Sur la construction du film, on est dans un procédé très classique : on nous présente diverses situations, puis on nous montre comment celles-ci sont gérées par les personnages principaux. En parallèle, nous avons deux inspecteurs chargés de vérifier la cohérence et le respect des règles de l'une des assos. On a le droit du coup à quelques scènes assez inutiles où on les voit questionner différentes personnes sur le bien-fondé de l'asso. Un procédé à mon sens assez lourdingue. Par ailleurs, il y a quelques passages pseudo-romantiques. Eux fonctionnent bien, car sont traités sous forme d'humour, mais on ne va pas non plus jusqu'au bout. Cela reste de petites espaces d'aération du récit, qui sont les bienvenus.


Quelques mots sur les points habituels à relever (lorsqu'on parle de cinéma) :
- La réalisation est classique, sobre, mais efficace. Aucun souci majeur là-dessus.

=== Tâche demandée ===
Pourriez-vous rédiger la suite de la critique de film ci-dessus, en reprenant juste après sa dernière phrase ?

=== Entrées fournies ===
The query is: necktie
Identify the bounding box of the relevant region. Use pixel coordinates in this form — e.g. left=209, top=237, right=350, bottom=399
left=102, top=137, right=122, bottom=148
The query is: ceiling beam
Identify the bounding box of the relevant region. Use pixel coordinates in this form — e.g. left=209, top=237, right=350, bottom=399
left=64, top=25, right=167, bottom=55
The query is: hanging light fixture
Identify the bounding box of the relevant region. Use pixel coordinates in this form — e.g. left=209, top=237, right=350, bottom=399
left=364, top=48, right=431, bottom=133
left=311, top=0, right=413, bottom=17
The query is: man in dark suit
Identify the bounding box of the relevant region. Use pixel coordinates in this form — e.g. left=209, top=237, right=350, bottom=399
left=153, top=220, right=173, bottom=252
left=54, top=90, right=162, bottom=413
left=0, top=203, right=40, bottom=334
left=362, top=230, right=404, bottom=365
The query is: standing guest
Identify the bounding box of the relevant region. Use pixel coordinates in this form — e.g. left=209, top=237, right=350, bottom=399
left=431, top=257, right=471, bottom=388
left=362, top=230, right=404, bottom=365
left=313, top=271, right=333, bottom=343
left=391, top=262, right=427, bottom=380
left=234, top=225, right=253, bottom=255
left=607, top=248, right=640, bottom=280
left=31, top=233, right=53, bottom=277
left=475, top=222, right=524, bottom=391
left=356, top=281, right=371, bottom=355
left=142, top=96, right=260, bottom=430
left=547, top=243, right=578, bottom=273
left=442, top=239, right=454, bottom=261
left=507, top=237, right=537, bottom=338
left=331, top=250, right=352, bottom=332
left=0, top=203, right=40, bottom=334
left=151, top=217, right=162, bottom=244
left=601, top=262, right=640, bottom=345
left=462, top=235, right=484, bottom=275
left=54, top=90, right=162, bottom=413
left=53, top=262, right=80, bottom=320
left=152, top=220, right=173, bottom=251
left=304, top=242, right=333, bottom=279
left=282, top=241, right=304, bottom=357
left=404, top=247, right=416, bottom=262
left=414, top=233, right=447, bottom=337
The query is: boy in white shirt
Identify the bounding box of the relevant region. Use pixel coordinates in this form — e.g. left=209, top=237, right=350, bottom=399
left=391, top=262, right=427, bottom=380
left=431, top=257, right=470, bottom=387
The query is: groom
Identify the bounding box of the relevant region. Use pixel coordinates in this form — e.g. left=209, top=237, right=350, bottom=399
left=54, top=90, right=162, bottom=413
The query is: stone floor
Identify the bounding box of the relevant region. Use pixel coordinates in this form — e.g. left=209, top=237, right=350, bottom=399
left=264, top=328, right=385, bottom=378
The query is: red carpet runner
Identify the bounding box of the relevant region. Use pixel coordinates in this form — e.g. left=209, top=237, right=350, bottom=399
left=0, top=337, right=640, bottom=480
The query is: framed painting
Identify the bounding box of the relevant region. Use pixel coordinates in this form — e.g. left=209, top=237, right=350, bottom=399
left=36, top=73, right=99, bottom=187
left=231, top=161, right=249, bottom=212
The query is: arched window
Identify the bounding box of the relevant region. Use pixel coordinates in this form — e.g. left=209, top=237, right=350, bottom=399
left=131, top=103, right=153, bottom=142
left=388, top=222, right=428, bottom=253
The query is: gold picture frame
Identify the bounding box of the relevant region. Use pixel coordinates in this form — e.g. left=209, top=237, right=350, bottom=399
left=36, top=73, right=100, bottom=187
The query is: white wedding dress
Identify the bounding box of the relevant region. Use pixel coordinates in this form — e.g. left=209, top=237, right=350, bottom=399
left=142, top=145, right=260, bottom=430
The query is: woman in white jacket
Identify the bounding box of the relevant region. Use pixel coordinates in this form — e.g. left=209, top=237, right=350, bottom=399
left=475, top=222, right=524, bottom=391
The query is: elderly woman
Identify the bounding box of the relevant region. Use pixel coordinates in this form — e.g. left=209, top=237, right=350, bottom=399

* * *

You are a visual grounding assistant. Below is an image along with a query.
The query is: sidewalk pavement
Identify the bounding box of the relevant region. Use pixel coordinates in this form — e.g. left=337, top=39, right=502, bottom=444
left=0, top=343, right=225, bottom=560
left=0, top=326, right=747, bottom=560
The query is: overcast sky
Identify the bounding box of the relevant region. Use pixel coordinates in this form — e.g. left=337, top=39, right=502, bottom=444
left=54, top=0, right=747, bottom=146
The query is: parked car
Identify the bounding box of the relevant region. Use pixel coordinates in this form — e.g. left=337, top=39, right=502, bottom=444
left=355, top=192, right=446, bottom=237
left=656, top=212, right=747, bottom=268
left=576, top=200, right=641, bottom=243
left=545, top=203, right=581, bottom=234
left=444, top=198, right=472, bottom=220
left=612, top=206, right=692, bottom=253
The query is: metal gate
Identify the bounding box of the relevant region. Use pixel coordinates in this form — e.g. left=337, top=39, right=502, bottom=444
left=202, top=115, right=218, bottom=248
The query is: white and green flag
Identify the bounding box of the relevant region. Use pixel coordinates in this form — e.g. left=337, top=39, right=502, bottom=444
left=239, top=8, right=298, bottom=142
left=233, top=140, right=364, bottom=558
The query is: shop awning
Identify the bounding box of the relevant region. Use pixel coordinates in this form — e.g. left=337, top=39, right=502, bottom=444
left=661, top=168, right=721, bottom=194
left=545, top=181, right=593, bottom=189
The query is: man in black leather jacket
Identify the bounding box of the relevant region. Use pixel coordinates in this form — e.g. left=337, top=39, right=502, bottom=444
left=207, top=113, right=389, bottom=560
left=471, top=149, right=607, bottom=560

--

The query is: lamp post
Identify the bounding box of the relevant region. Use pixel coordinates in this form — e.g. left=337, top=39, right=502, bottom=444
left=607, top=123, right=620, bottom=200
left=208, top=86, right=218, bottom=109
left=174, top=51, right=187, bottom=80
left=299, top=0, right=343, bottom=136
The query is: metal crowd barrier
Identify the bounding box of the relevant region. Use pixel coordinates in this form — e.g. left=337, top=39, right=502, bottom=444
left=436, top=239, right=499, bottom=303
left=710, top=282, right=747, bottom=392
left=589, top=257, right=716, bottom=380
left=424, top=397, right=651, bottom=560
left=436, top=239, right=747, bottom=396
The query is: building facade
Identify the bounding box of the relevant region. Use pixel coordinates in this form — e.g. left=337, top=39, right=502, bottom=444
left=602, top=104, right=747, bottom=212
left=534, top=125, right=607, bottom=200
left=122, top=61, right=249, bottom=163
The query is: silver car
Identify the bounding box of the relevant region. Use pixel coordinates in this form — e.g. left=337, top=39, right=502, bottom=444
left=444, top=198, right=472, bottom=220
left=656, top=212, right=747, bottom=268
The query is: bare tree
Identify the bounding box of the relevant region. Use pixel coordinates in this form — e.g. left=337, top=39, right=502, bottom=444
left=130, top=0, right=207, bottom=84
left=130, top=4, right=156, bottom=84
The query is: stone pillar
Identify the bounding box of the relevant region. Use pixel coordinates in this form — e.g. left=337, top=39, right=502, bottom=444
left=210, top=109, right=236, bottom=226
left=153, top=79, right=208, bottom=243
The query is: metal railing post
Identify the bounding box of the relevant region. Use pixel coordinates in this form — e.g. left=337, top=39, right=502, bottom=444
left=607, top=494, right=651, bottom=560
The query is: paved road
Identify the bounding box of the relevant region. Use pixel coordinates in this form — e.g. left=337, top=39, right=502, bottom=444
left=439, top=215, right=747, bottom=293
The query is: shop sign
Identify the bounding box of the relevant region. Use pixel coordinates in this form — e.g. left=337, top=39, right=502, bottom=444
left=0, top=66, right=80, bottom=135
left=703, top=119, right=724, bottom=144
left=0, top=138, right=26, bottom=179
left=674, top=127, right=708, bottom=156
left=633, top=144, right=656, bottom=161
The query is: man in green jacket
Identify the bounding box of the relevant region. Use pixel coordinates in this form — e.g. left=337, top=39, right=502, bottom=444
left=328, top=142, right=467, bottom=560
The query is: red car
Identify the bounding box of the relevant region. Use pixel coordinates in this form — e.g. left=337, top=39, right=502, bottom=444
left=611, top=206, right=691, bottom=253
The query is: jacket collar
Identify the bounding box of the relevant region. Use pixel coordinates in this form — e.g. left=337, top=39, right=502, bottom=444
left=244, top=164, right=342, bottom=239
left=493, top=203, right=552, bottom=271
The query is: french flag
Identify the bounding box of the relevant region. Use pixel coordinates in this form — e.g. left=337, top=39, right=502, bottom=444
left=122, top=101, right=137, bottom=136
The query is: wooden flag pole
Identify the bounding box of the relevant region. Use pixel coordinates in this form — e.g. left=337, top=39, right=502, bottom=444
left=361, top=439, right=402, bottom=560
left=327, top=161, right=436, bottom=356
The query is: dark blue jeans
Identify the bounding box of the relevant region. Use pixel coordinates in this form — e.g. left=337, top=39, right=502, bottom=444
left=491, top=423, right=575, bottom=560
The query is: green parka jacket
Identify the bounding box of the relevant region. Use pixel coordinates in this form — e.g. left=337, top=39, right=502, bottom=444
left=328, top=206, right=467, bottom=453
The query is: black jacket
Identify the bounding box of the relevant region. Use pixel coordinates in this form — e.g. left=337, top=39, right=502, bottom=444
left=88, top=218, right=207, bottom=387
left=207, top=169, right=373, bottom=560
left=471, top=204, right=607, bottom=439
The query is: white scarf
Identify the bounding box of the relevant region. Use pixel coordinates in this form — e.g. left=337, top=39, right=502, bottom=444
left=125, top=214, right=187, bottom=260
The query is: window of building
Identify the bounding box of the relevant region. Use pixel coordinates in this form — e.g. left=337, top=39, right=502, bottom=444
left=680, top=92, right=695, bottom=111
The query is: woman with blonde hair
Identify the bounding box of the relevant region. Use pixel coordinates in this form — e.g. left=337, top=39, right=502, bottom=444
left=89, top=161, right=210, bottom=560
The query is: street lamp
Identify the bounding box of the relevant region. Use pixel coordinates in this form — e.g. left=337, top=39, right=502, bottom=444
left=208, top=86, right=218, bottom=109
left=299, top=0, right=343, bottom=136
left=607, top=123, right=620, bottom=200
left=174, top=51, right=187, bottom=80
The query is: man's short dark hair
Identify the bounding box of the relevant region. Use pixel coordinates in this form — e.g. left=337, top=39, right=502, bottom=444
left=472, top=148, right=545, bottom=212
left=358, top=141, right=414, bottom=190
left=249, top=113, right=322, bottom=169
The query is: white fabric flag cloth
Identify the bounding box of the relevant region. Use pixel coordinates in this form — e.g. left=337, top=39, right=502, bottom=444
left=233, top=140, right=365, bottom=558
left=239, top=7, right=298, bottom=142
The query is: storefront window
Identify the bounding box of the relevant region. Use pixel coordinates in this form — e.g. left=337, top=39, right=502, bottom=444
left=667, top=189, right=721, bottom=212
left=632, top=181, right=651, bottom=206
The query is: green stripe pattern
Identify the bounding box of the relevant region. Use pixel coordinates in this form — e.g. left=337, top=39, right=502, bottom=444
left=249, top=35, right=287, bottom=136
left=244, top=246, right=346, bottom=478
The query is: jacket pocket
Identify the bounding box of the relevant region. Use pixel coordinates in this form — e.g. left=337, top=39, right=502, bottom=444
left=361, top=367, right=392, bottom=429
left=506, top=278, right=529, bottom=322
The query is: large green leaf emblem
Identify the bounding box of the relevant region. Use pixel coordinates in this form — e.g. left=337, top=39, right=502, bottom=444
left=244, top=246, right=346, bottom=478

=== Réponse au problème ===
- Les acteurs, eux, sont excellents de bout en bout, en particulier les deux principaux (Vincent Cassel crève l'écran, il m'a vraiment étonné).
- Par contre, la musique tire-larmes est assez banale et plombe le ton du film. Retirer la musique ou en proposer une plus sobre et moins présente aurait été préférable.


Bref, pour résumer, le film a le cul entre deux chaises :
- Il arrive à nous faire pleurer sur des situations dramatiques, tout en nous maintenant la tête hors de l'eau via quelques notes d'humour, et une présentation très sacro-sainte de ces deux héros (les présidents des assos).
- Mais en même temps, son propos devient parfois lourdingue, avec une critique un peu "too much" de l'impuissance et de la froideur des pouvoirs publics, avec en plus cette musique rébarbative qui est là pour nous dire "c'est le moment de pleurer". La fin en forme de long tract ne joue pas non plus en sa faveur.


Malgré toutes mes réserves, j'ai tout de même trouvé que le thème était bien traité et qu'il sensibilisait à une problématique finalement assez peu connue. J'ai également apprécié cet éloge implicite du vivre-ensemble, malgré mes réserves indiquées plus haut sur sa réalité.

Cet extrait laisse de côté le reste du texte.